** AIM 1 **
List every line in the entries below that contains the string "helmet". Case counts.

The Kreidlers asked Wilson to officiate at their wedding as they planned the ceremony in 2004. As neither Kreidler nor Erin is particularly religious, they say Wilson was the most fitting officiant for them.

“When people get married in front of a priest . . . [the priest is] marrying you because [he is] the moral barometer for the community,” Kreidler says. “[I told him] . . . ‘You represent morally and artistically this compass I want us to aspire to.’”

Wilson seemed humbled by the request. “He got kind of shy,” Kreidler says. “August was incredibly shy.” When Kreidler and Wilson sat down to write the ceremony, Kreidler says it felt like writing a play. “He’d say, ‘No man, we’ve got to move this here,’” Kreidler says. “It was one of the billion gifts but a great gift he gave me.”

The couple scheduled the wedding for Dec. 12, 2004, with an eye toward the original schedule for the Broadway opening of “Gem of the Ocean” a month earlier. That timetable, they believed, would give Kreidler time to get the show started and out of his head. Then the show lost its funding and a new producer stepped in, pushing the debut back to Dec. 6.

“The night before the rehearsal dinner I was writing our whole wedding,” Kreidler says, his voice turning quiet. “Within 10 months, we wrote a wedding and a funeral.”
 


 

The American Shakespeare’

About a year after Wilson’s death, Kreidler was working on a production of “Radio Golf” with Kenny Leon, who directed several of Wilson’s plays and later was nominated for a Tony Award for his 2010 Broadway production of the sixth play in Wilson’s cycle, “Fences,” starring Denzel Washington and Viola Davis. (Kreidler, an associate director for that show, says working on a revival or even a screen version of the play may be in his future.)

As the two men talked, their conversation turned to Wilson’s legacy.

“In high school, I read … ‘The Glass Menagerie.’ I read ‘Death of a Salesman.’ How are we going to be sure kids encounter ‘Fences?’” Kreidler asked Leon.

Kreidler had worked on the Public’s annual Shakespeare monologue competition, and he believed it could become a model for a similar competition focused solely on Wilson’s plays. “We always talk about August being the American Shakespeare,” Kreidler says.

In 2007, he and Leon founded the August Wilson Monologue competition, which began in Atlanta and now has chapters in Pittsburgh, Seattle, New York and five other cities.

Each year in May, around Wilson’s birthday, winners from each city meet in New York. They compete at the August Wilson Theatre before a celebrity judge such as Washington or a notable producer; past judges have met with and critiqued the students.

“I’m very proud of what we’ve done,” Kreidler says. “I feel it’s [growing].”

Location identification items

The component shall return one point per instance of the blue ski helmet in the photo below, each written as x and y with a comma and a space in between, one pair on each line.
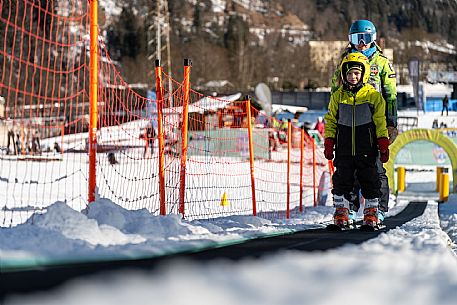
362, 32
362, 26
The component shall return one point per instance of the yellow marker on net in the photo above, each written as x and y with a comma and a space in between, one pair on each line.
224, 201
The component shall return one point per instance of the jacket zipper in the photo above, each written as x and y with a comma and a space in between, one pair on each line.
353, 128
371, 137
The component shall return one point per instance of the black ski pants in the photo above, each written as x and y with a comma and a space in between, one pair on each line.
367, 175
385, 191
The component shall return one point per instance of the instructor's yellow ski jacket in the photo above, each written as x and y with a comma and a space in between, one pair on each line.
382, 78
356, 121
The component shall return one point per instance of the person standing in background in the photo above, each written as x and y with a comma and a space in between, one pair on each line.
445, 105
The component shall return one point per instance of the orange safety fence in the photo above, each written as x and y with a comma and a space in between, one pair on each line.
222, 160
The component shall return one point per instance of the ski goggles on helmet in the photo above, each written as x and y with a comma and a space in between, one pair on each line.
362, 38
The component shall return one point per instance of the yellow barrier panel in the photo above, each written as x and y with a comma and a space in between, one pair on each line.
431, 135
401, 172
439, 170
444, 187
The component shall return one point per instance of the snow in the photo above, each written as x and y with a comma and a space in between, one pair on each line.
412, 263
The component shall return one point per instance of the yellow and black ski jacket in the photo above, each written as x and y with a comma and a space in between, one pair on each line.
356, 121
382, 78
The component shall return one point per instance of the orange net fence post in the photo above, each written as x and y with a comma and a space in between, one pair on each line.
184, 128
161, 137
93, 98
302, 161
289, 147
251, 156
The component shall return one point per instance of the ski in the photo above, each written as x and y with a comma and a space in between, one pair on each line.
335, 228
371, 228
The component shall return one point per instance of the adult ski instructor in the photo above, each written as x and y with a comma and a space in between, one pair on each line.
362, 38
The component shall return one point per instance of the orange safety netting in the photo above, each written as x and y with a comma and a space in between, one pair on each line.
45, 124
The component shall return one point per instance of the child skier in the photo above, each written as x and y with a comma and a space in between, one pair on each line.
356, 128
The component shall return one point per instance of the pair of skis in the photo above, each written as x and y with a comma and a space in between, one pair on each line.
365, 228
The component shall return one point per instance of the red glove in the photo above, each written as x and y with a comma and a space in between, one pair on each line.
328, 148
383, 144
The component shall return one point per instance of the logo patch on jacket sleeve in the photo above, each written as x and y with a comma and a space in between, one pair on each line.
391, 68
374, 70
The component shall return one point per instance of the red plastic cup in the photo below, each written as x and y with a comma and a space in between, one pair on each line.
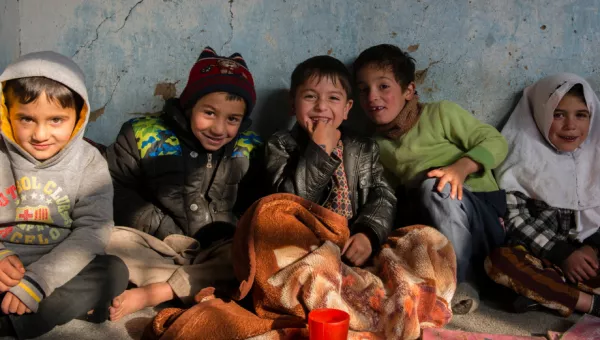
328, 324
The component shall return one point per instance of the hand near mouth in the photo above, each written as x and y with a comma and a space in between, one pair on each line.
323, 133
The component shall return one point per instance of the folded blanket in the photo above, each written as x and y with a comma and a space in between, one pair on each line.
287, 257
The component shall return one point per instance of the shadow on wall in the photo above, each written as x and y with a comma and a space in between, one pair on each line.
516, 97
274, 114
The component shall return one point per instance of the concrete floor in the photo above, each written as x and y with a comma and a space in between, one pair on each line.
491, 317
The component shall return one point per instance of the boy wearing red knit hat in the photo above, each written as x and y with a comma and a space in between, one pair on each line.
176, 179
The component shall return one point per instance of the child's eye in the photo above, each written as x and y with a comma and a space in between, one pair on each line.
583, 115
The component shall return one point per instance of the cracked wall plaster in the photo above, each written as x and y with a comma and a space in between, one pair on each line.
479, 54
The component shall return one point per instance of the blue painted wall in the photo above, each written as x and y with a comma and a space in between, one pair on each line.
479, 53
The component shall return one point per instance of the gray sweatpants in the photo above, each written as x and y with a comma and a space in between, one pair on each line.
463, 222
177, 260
==
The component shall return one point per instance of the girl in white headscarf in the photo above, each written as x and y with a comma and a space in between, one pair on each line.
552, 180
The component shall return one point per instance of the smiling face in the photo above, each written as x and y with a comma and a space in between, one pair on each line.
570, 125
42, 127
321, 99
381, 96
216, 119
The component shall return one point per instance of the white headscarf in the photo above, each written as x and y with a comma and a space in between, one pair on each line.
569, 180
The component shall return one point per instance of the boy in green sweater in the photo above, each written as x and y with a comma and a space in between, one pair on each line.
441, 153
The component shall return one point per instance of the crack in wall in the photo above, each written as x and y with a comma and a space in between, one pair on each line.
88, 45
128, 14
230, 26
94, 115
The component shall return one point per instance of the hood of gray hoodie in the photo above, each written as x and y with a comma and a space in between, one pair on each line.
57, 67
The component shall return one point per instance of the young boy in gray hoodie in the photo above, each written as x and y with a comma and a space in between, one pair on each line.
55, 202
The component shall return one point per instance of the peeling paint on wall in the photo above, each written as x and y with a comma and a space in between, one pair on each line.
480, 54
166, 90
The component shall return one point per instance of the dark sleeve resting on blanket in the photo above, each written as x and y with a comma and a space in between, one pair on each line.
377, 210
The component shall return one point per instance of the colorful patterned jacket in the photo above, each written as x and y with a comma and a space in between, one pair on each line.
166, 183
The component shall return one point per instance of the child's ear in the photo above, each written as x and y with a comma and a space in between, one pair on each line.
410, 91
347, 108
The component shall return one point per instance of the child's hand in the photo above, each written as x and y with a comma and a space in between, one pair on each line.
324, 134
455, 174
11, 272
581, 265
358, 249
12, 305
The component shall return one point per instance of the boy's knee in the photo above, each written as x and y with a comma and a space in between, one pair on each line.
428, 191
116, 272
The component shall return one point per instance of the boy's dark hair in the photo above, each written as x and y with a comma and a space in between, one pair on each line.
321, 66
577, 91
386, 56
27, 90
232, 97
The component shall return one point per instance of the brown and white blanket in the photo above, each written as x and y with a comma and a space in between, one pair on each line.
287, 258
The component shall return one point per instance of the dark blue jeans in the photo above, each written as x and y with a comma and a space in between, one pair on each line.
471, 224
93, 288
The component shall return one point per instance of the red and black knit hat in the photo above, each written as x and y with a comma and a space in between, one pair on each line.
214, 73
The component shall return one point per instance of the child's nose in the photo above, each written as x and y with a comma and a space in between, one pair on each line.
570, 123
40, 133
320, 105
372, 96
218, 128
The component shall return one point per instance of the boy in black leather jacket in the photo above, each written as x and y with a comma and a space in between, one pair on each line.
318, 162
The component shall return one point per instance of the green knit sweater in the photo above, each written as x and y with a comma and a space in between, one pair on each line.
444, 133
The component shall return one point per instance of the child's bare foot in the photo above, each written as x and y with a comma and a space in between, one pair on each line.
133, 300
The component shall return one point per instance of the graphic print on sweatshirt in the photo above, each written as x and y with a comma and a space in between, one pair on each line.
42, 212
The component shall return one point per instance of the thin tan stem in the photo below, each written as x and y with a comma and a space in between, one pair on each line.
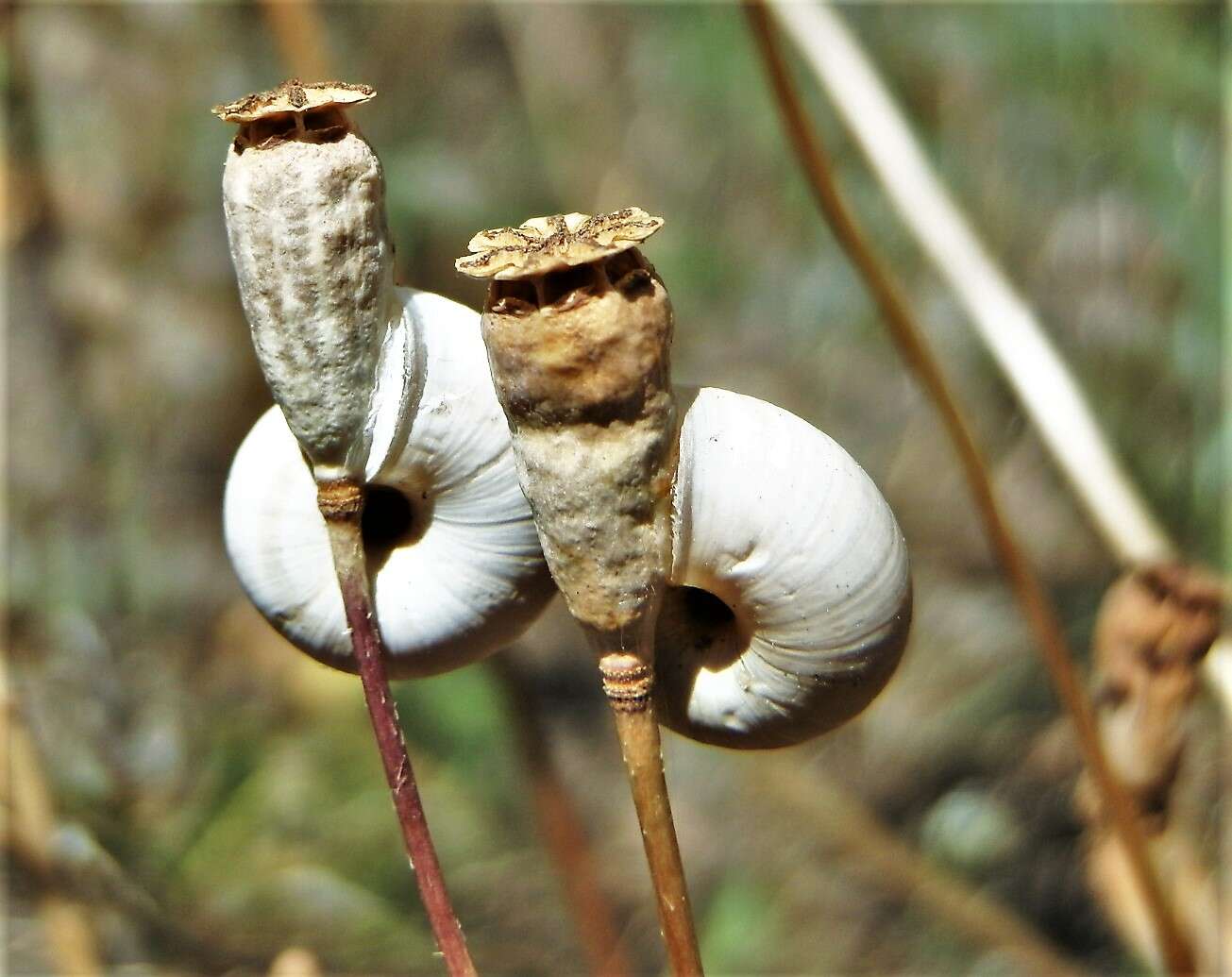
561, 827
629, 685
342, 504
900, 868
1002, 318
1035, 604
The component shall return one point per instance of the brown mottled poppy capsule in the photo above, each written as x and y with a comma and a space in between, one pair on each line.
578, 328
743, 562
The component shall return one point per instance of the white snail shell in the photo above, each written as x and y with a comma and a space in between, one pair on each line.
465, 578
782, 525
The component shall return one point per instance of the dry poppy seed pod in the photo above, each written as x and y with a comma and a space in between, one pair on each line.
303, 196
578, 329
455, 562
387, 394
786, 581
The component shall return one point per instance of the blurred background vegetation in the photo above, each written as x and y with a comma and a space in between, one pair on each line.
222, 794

** AIM 2 **
Answer these questions using the August Wilson article:
(a) What date did the couple schedule their wedding for?
(b) In what year did Kreidler and Leon found the August Wilson Monologue competition?
(c) In which city did that competition begin?

** PROBLEM SOLUTION 1 **
The component shall return one point per instance of the blue ski helmet in the photo below, each written as x and y with a comma and a space in between, one pair on each line.
The component shall return one point per instance of the ski goggles on helmet in the photo above, each written as x and y with a comma and a space in between, one pair on each line.

** PROBLEM SOLUTION 2 **
(a) Dec. 12, 2004
(b) 2007
(c) Atlanta